Point localization data
+ + + + +

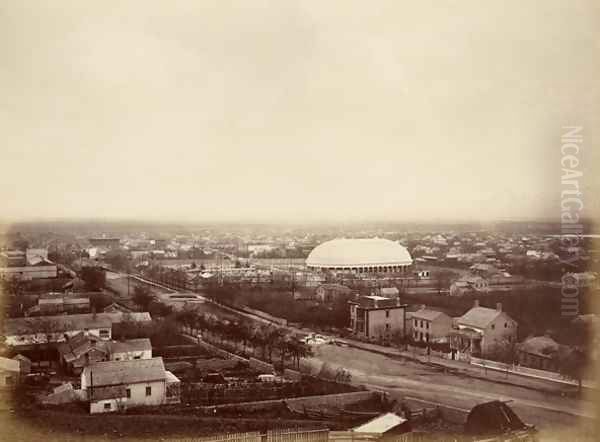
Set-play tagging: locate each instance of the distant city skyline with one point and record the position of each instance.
(286, 111)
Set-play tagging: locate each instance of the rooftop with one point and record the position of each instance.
(124, 372)
(380, 424)
(358, 252)
(479, 317)
(59, 323)
(142, 344)
(426, 314)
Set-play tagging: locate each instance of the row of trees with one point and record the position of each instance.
(266, 342)
(175, 277)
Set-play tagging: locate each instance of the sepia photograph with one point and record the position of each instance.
(299, 220)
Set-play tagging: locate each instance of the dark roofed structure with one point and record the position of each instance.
(494, 418)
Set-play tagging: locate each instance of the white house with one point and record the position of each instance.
(429, 325)
(119, 385)
(481, 330)
(130, 349)
(45, 329)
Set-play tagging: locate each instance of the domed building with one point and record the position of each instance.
(364, 255)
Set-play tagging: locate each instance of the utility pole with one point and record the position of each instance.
(128, 278)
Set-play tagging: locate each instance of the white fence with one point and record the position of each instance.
(282, 435)
(526, 371)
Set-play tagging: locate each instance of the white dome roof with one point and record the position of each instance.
(358, 252)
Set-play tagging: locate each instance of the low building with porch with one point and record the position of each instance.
(539, 352)
(130, 349)
(10, 372)
(482, 330)
(327, 293)
(377, 318)
(428, 325)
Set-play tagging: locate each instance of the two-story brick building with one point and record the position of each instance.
(377, 318)
(429, 325)
(481, 330)
(120, 385)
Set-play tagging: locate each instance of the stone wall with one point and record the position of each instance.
(292, 375)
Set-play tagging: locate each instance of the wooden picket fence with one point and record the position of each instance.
(276, 435)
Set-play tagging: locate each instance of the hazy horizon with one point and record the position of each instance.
(286, 111)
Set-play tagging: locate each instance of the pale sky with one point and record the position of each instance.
(282, 110)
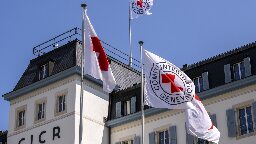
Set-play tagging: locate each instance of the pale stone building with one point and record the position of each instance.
(44, 105)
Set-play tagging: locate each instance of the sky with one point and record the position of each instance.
(181, 31)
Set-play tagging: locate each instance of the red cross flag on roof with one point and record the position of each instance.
(166, 86)
(140, 7)
(96, 61)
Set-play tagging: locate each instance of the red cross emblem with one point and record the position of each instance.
(169, 78)
(102, 58)
(139, 3)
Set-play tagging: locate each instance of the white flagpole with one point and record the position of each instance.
(82, 77)
(142, 90)
(130, 34)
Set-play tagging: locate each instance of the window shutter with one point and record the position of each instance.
(133, 104)
(190, 138)
(137, 140)
(214, 120)
(227, 73)
(205, 81)
(231, 122)
(118, 109)
(51, 65)
(152, 138)
(254, 113)
(247, 66)
(173, 135)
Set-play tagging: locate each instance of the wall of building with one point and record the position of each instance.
(65, 122)
(216, 105)
(95, 111)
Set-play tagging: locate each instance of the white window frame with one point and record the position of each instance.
(43, 71)
(18, 110)
(43, 102)
(240, 106)
(246, 119)
(126, 107)
(63, 93)
(239, 70)
(130, 141)
(158, 135)
(198, 84)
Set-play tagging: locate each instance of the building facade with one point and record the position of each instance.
(44, 105)
(3, 137)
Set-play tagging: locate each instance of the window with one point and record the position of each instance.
(43, 71)
(245, 120)
(126, 107)
(163, 137)
(127, 142)
(40, 114)
(238, 71)
(60, 104)
(201, 141)
(20, 117)
(198, 81)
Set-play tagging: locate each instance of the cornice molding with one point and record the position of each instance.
(50, 80)
(41, 124)
(224, 92)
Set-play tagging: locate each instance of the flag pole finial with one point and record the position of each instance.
(141, 43)
(84, 5)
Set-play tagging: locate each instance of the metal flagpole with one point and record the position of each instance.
(82, 77)
(142, 91)
(130, 35)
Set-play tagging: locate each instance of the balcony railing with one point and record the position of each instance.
(76, 33)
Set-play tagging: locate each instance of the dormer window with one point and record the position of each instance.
(239, 71)
(44, 71)
(198, 81)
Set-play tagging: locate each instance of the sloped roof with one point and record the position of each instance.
(68, 56)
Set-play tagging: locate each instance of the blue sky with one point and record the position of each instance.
(182, 31)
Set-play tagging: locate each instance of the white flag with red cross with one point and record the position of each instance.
(96, 61)
(140, 7)
(166, 86)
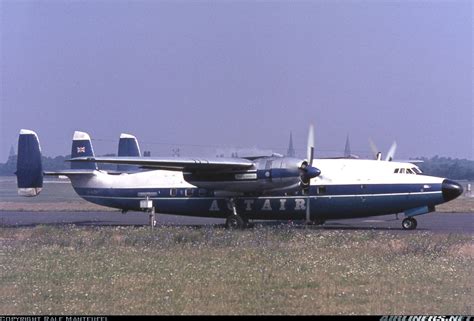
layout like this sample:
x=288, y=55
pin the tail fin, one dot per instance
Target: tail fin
x=128, y=146
x=82, y=147
x=29, y=169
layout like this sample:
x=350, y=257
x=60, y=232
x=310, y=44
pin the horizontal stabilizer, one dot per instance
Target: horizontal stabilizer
x=69, y=172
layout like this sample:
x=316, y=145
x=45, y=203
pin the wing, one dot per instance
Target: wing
x=176, y=164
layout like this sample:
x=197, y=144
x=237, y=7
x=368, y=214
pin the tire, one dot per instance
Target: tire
x=234, y=222
x=409, y=223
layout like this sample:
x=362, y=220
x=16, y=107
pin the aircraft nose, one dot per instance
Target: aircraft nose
x=451, y=189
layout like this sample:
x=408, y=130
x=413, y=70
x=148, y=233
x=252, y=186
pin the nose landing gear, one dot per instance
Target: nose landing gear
x=409, y=223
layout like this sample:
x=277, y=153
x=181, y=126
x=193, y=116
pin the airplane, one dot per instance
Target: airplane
x=242, y=189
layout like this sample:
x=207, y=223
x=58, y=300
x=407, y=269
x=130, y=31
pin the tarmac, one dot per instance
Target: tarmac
x=432, y=222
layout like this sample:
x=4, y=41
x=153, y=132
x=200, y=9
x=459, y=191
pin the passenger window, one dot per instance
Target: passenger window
x=202, y=192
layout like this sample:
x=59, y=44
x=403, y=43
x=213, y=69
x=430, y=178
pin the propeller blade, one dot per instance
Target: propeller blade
x=310, y=150
x=391, y=152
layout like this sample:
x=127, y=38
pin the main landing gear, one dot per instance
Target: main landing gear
x=409, y=223
x=235, y=221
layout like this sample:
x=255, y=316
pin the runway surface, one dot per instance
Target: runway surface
x=432, y=222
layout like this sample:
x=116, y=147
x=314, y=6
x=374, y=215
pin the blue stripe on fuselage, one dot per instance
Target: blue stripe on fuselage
x=333, y=201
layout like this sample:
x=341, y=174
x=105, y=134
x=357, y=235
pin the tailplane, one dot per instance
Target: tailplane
x=29, y=171
x=82, y=147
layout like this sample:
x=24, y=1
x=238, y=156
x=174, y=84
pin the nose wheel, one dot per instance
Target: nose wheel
x=409, y=223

+ + + + +

Without the images, write out each line of the data verbatim.

Set-play tagging: locate each instance of the distant city skyline with one point and record the position of each instance.
(286, 111)
Set-play tagging: locate each instance of the rooftop with one point and record the position of each instance.
(124, 372)
(380, 424)
(358, 252)
(479, 317)
(59, 323)
(142, 344)
(426, 314)
Set-play tagging: locate each instance of the row of trees with one point and record the position of each instance.
(266, 342)
(175, 277)
Set-play tagging: locate each instance of the sepia photograph with one point and record the position of each instance.
(299, 220)
Set-play tagging: locate each instance of the dark roofed structure with one point and record the position of each instance.
(494, 418)
Set-play tagging: locate each instance of the white house with one point and record the position of each instance.
(429, 325)
(119, 385)
(481, 330)
(130, 349)
(45, 329)
Set-play tagging: locate each instance of the domed building with one point and record the position of each instance.
(364, 255)
Set-play tagging: locate each instance of the utility pole with one point and record the position of each instance.
(128, 278)
Set-play tagging: locate each instance of the white fence with one point and record the position of each instance.
(282, 435)
(526, 371)
Set-play tagging: locate each instance of the white dome roof with one point and record the position of each instance.
(358, 252)
Set-play tagging: locate each instance of the low building with porch with one point and record the position of each instance.
(539, 352)
(130, 349)
(10, 372)
(482, 330)
(327, 293)
(377, 318)
(428, 325)
Set-play tagging: locate each instance of the two-story brick building with one point and record the position of each instance.
(377, 318)
(429, 325)
(481, 330)
(120, 385)
Set-play tagging: locate each instance of the stone wall with one point and record the position of each instance.
(292, 375)
Set-play tagging: locate each instance of the wooden picket fence with one point and record the position of each instance.
(276, 435)
Set-play tagging: locate each instance of the hazy horizon with one point and record the position of each instance.
(286, 111)
Set-play tagging: locate each instance of the pale sky with one point and record the position of each instance.
(282, 110)
Set-play tagging: locate each instance of the pale stone building with one point and record the position of each instance.
(44, 105)
Set-play tagging: locate each instance of the sky with one point and record the position of each instance.
(181, 31)
Set-play tagging: locate each instance of the red cross flag on roof with one point and record the position of each instance.
(166, 86)
(140, 7)
(96, 61)
Set-play tagging: locate each instance of the red cross emblem with one point and record the position of each instance.
(169, 78)
(102, 58)
(139, 3)
Set-play tagging: locate each instance of the white flagpole with one point and record the position of each instance.
(82, 77)
(142, 90)
(130, 34)
Set-play tagging: locate each instance of the window shutter with one point and record the position of each instance.
(133, 104)
(190, 138)
(137, 140)
(214, 120)
(227, 73)
(205, 81)
(231, 122)
(118, 109)
(51, 65)
(152, 138)
(254, 113)
(247, 66)
(173, 135)
Set-play tagging: locate each instance of the wall of building with one point and record the position of each instance.
(65, 122)
(216, 105)
(95, 111)
Set-play tagging: locate each instance of the white window frame with one point and record the position of each instance.
(43, 71)
(18, 110)
(43, 102)
(240, 106)
(246, 119)
(126, 107)
(63, 93)
(239, 70)
(130, 141)
(158, 135)
(198, 84)
Set-play tagging: locate each instance of the building facade with one point and record the position of each instance.
(44, 105)
(3, 137)
Set-play tagging: locate each instance of the window with one point and record the position of each instance.
(43, 71)
(245, 120)
(126, 107)
(163, 137)
(127, 142)
(40, 114)
(238, 71)
(60, 104)
(201, 141)
(20, 117)
(198, 81)
Set-play tagging: locate each instance of the cornice molding with one point and record the position of each instance.
(50, 80)
(41, 124)
(224, 92)
Set-play tagging: locate each instance of the flag pole finial with one point and record the position of each instance.
(141, 43)
(84, 5)
Set-play tagging: locate each instance of the metal flagpole with one point and record the position of each instance.
(82, 77)
(142, 91)
(130, 35)
Set-play tagging: locate each instance of the balcony railing with one point and record the position of each instance.
(76, 33)
Set-play tagging: locate each instance of the dormer window with one point and record the position of each instance.
(239, 71)
(44, 71)
(198, 81)
Set-play tagging: locate each instance of the sloped roof with one point and record the position of each instance.
(68, 56)
Set-play tagging: locate each instance of the blue sky with one point and record the position of each instance.
(182, 31)
Set-play tagging: locate each instance of the white flag with red cross with one point and record the position of each instance.
(96, 61)
(140, 7)
(166, 86)
layout like this sample:
x=288, y=55
pin the tail fin, one dot per instance
Target: tail fin
x=128, y=146
x=82, y=147
x=29, y=169
layout like this sample:
x=350, y=257
x=60, y=232
x=310, y=44
pin the horizontal stabilizer, one dot per instance
Target: horizontal stabilizer
x=69, y=172
layout like this sample:
x=316, y=145
x=45, y=203
pin the wing, one dot per instance
Target: wing
x=176, y=164
layout like this sample:
x=197, y=144
x=237, y=7
x=368, y=214
pin the tire, one dot per instance
Target: tire
x=234, y=222
x=409, y=223
layout like this sample:
x=362, y=220
x=16, y=107
pin the aircraft nose, one dot per instance
Target: aircraft nose
x=451, y=189
layout like this sample:
x=408, y=130
x=413, y=70
x=148, y=233
x=252, y=186
pin the nose landing gear, one dot per instance
Target: nose landing gear
x=409, y=223
layout like this sample:
x=277, y=153
x=181, y=126
x=193, y=116
pin the airplane, one dot per instance
Target: airplane
x=242, y=189
layout like this sample:
x=207, y=223
x=58, y=300
x=407, y=269
x=130, y=31
pin the tarmac, one dot per instance
Target: tarmac
x=432, y=222
layout like this sample:
x=4, y=41
x=153, y=132
x=200, y=9
x=459, y=191
pin the passenger window, one dot per instance
Target: passenger window
x=202, y=192
layout like this sample:
x=59, y=44
x=403, y=43
x=213, y=69
x=430, y=178
pin the propeller blade, one dot per instance
Target: propeller blade
x=310, y=150
x=391, y=152
layout like this sample:
x=127, y=38
pin the main landing gear, one dot per instance
Target: main landing gear
x=409, y=223
x=235, y=221
layout like this sample:
x=255, y=316
pin the runway surface, one dot per instance
Target: runway surface
x=432, y=222
layout like this sample:
x=116, y=147
x=314, y=6
x=374, y=215
pin the blue stripe on fuselage, one dot per instance
Target: blue stripe on fuselage
x=333, y=201
layout like this sample:
x=341, y=174
x=105, y=134
x=357, y=235
pin the tailplane, one dot per instance
Target: tailplane
x=29, y=171
x=82, y=147
layout like this sample:
x=24, y=1
x=238, y=156
x=174, y=84
pin the nose wheel, one dot per instance
Target: nose wheel
x=409, y=223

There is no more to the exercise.